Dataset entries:

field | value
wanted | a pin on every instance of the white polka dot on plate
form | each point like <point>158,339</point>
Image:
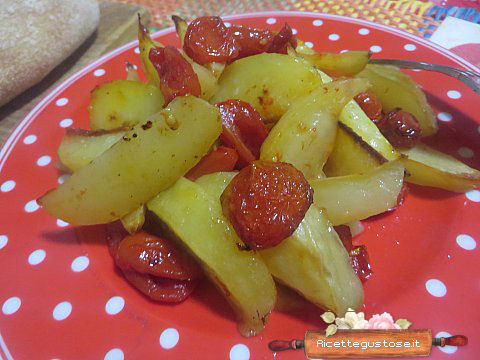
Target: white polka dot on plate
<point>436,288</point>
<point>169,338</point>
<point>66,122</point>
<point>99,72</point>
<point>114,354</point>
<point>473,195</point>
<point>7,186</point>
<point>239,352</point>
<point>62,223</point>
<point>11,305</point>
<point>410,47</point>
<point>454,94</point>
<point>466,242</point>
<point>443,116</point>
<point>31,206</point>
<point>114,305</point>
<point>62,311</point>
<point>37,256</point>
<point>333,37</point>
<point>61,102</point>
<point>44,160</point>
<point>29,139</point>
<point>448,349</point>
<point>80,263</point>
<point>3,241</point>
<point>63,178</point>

==

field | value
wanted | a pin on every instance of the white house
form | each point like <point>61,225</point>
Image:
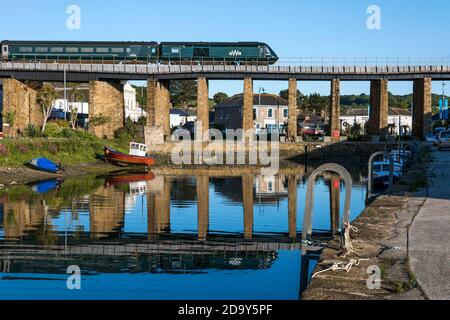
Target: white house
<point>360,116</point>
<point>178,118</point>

*Directions for this task*
When a line in the data contains the string "wanted", copy that line.

*Completed exercise*
wanted | a pin on every instance of the white polka dot on plate
wanted | a pin on every instance of the white house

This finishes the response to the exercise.